◆ REQUIRED WORK
Each line from the one holding "Indicate the cloudy" to the end of the data below must be output verbatim, with no other lines.

Extracted records
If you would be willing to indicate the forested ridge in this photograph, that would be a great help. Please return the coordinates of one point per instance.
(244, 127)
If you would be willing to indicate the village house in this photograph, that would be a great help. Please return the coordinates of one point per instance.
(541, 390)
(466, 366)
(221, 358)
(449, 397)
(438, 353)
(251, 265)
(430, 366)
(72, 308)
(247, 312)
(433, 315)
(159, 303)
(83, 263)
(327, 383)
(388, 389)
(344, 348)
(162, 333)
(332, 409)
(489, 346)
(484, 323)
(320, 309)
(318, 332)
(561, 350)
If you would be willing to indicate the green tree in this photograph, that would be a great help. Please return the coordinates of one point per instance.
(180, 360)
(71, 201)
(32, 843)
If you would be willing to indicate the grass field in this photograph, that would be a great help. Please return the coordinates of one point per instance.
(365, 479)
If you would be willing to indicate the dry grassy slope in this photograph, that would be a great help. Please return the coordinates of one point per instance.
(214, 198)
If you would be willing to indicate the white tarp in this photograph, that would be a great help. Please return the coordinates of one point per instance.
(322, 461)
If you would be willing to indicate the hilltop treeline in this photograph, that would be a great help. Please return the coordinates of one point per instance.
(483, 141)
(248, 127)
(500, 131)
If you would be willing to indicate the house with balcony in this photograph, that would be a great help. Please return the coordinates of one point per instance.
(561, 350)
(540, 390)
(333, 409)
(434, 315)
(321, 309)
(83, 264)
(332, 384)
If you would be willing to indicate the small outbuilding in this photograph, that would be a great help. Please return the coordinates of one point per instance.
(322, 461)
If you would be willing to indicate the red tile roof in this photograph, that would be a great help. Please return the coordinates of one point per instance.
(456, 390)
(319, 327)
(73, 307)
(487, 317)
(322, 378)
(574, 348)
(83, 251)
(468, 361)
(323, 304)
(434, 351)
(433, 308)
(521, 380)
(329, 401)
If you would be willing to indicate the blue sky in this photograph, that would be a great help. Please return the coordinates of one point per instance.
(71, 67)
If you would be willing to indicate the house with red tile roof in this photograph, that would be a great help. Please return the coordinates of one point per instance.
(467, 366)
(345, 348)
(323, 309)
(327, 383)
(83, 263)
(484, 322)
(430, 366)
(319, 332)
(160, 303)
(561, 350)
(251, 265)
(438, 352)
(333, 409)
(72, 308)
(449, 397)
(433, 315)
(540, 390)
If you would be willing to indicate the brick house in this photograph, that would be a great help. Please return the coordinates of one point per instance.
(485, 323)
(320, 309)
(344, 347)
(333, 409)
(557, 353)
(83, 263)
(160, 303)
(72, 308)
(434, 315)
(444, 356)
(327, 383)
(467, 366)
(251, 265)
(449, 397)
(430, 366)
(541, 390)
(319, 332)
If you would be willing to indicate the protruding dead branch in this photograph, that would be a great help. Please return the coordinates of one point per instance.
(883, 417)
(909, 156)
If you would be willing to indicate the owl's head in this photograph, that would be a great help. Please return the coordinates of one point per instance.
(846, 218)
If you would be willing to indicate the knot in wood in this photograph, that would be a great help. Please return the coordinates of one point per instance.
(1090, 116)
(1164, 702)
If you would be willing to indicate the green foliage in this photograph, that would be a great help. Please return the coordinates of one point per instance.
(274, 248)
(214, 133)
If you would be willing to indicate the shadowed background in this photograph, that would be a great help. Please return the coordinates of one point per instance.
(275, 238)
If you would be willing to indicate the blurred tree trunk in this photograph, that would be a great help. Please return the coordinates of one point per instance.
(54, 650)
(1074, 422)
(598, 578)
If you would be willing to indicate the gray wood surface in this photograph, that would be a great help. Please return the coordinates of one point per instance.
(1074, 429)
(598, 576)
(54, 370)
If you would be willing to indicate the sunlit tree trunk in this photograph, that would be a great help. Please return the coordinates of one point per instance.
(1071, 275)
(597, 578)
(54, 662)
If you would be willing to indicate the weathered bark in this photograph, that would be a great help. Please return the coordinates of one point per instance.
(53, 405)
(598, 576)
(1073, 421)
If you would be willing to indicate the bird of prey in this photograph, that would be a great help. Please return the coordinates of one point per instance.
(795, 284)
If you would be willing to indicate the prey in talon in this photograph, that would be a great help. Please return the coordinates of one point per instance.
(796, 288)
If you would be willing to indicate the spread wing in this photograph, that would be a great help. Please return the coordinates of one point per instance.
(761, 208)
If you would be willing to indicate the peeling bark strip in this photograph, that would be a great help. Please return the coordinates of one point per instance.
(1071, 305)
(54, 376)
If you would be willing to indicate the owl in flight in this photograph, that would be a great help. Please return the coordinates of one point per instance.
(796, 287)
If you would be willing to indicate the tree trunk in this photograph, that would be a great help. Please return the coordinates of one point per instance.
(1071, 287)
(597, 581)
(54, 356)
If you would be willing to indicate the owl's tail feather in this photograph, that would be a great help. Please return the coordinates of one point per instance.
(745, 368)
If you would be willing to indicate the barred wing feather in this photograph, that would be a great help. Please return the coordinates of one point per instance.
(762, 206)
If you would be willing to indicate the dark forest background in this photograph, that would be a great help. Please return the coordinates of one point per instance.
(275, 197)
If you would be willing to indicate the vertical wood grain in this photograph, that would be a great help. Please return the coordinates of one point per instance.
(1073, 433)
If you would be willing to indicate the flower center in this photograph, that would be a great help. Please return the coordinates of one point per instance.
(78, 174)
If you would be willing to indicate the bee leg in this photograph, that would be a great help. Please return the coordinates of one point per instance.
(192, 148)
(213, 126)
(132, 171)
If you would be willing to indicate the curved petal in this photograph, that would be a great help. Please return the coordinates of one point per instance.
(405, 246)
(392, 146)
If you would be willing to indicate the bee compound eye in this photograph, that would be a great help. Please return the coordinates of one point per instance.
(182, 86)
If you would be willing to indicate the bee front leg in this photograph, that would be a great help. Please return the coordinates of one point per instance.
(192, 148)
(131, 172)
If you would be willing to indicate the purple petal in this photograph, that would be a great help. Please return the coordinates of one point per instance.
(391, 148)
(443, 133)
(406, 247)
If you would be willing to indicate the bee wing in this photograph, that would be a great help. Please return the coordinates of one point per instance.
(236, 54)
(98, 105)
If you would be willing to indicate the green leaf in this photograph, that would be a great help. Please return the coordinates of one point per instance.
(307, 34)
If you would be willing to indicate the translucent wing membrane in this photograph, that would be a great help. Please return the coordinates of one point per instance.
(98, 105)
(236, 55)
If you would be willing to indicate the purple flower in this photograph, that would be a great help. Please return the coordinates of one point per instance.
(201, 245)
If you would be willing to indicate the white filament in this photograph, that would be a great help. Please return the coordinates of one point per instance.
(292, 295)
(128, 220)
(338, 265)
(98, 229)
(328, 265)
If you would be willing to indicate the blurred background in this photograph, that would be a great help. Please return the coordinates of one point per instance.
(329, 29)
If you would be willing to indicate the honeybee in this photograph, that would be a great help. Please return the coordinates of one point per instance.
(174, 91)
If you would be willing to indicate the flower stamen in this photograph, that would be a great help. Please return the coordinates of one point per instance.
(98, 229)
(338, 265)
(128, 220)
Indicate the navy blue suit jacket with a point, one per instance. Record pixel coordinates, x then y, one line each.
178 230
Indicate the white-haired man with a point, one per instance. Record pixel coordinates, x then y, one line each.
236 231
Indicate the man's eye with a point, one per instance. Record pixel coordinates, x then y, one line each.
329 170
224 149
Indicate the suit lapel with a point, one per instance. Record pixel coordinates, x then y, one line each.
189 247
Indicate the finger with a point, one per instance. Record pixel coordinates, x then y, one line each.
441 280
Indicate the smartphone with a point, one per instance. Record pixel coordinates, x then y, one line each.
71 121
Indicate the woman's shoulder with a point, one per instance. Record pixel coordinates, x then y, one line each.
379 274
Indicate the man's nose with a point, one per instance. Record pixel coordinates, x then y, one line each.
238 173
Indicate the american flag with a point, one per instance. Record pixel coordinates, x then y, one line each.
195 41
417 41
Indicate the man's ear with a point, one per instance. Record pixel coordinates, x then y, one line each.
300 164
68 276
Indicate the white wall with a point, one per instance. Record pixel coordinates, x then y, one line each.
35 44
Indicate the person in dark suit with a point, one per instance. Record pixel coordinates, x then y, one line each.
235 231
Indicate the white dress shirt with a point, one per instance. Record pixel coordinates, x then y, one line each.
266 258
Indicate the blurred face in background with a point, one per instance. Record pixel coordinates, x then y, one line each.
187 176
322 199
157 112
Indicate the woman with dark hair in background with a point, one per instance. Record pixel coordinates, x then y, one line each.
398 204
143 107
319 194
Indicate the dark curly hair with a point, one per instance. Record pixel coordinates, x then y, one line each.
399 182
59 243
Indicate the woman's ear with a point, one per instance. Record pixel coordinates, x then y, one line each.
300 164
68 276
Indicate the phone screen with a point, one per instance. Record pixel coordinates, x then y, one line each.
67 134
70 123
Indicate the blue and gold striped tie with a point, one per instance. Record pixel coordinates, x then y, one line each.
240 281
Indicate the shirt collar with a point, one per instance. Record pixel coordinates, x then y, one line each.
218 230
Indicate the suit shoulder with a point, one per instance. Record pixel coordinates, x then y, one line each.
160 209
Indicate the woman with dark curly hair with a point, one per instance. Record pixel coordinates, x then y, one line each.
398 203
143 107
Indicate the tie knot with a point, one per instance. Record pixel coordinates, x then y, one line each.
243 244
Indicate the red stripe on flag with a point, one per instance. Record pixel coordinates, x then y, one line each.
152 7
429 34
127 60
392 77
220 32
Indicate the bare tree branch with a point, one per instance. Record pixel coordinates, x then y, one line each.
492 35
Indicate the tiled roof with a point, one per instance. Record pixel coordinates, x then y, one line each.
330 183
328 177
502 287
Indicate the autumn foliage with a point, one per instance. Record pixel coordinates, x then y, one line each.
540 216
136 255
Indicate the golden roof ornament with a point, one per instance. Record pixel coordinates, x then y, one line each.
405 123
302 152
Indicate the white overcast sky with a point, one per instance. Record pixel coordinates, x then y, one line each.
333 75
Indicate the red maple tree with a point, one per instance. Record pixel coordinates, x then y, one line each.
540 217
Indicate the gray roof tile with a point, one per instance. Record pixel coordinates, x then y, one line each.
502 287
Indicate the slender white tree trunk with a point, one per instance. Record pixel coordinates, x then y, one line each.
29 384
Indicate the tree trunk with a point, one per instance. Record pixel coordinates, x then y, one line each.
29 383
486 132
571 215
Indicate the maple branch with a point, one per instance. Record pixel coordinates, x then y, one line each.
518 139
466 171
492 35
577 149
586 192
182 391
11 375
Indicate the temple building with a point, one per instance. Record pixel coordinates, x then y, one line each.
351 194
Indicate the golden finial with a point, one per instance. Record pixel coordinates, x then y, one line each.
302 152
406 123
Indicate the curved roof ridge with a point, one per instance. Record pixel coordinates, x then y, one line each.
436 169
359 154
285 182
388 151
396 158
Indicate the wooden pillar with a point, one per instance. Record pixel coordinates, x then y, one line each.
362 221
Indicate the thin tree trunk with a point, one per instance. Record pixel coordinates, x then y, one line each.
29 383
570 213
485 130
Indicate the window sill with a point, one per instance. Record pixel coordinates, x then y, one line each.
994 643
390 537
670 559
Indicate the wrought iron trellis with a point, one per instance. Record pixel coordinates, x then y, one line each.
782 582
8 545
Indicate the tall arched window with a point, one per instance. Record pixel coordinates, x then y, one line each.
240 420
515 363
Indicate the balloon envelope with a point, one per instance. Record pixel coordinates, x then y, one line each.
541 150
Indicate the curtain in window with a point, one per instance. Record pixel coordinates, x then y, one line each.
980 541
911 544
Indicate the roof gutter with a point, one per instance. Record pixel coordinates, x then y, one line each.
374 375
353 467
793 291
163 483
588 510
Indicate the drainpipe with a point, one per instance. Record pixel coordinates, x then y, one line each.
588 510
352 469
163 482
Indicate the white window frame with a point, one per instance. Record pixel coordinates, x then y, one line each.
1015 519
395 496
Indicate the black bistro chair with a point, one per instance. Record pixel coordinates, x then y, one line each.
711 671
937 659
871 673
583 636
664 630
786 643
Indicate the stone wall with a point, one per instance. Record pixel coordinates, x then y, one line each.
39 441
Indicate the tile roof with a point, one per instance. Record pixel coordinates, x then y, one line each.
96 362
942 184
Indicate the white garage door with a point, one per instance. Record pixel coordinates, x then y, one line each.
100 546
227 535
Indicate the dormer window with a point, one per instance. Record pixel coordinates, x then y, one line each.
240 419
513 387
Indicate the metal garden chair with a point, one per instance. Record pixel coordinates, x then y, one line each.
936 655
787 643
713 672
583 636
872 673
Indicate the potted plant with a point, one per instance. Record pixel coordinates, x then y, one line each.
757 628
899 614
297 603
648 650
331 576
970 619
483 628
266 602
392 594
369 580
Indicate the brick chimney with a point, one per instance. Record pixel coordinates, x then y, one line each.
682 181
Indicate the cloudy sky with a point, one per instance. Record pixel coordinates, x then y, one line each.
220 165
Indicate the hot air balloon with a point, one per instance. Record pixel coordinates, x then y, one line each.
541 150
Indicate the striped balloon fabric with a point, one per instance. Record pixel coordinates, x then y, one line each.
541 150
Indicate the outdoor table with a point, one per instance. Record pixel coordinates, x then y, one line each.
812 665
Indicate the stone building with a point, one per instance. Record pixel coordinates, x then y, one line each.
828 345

◆ SOLUTION TO THIS PROBLEM
Indicate the cloudy sky with a point, one per instance. Record pixel coordinates, x then y, one line each.
220 165
Indicate the hot air balloon with a point, one per instance. Record pixel coordinates, x then y, one line each.
541 150
Indicate the striped balloon fabric with a point, one per instance. Record pixel coordinates, x then y, one line each.
541 150
Indicate the outdoor table with a point, one per instance. Record pixel coordinates, x then y, one line each.
812 665
Indicate the stone building with a point, one per instance. Record pixel coordinates, x then y, one line each.
828 345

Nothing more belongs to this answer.